#### GOAL OF THE EXERCISE
Your answer must be the exact lines from the one holding "Query: calm sea water" through the last line of the records below, with no pictures.
*** PROVIDED ENTRIES ***
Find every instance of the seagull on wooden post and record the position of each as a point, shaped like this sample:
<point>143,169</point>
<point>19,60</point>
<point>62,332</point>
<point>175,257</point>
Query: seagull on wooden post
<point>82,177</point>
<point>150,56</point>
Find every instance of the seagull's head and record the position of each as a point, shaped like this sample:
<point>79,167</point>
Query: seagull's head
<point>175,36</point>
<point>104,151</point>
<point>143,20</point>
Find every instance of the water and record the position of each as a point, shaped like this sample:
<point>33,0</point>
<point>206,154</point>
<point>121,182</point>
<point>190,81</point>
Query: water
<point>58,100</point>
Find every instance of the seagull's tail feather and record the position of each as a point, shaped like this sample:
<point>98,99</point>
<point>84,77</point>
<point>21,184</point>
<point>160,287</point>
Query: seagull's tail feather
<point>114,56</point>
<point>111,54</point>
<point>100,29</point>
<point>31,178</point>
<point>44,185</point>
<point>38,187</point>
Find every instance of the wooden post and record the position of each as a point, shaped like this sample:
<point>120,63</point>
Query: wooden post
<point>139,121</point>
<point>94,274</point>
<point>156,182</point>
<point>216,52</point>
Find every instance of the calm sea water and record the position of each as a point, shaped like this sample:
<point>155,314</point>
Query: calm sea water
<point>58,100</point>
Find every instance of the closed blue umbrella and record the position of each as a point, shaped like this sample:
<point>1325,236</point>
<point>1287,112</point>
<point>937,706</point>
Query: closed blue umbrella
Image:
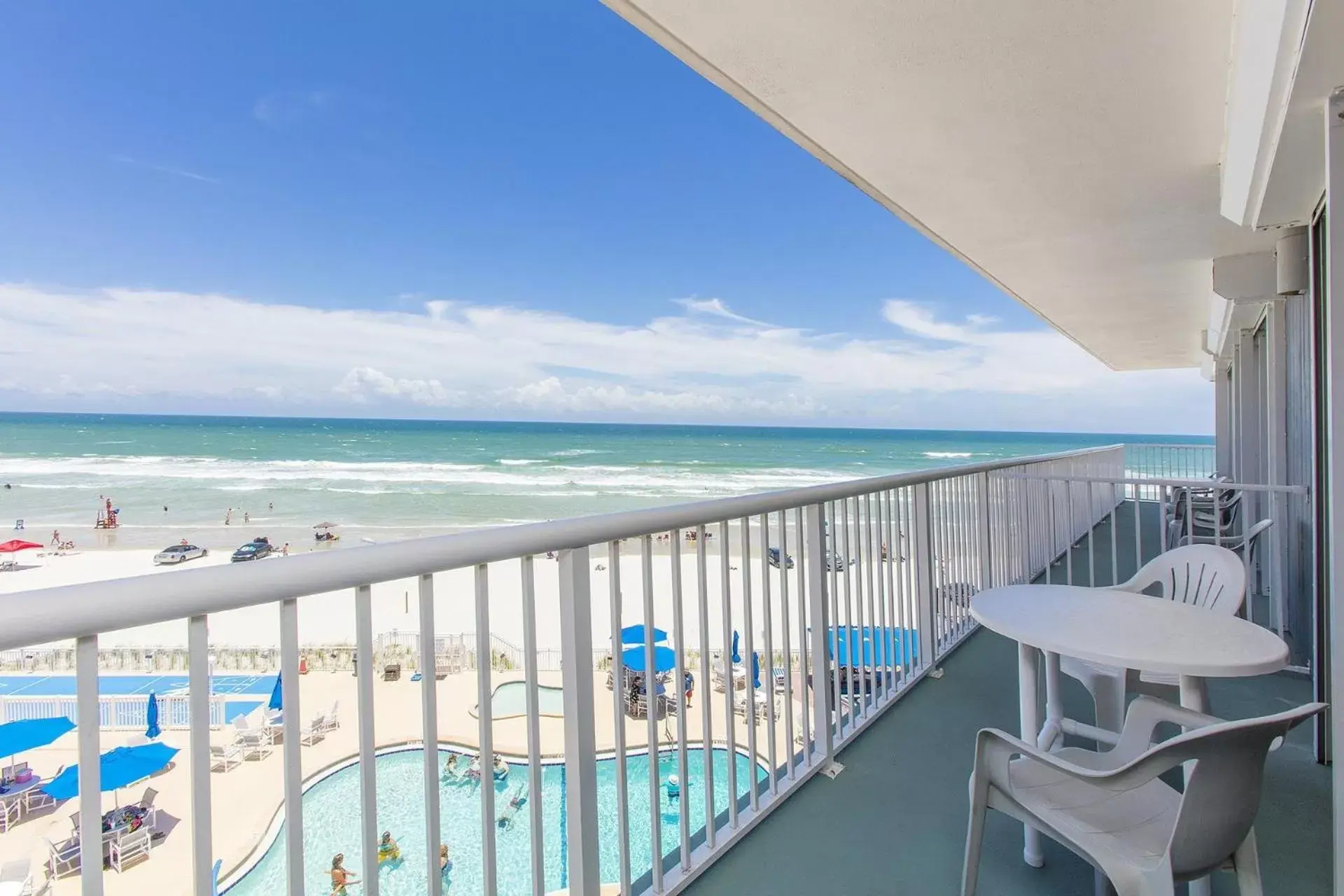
*** End of PROVIDED ENTRIES ***
#### ANSWER TO THE EXERCISE
Query: calm sea water
<point>58,100</point>
Find every instance of the closed blue umbrella and record the position of each as a point, shaped like this sample:
<point>1325,236</point>
<point>1287,112</point>
<point>937,706</point>
Query: closed blue umbrella
Image:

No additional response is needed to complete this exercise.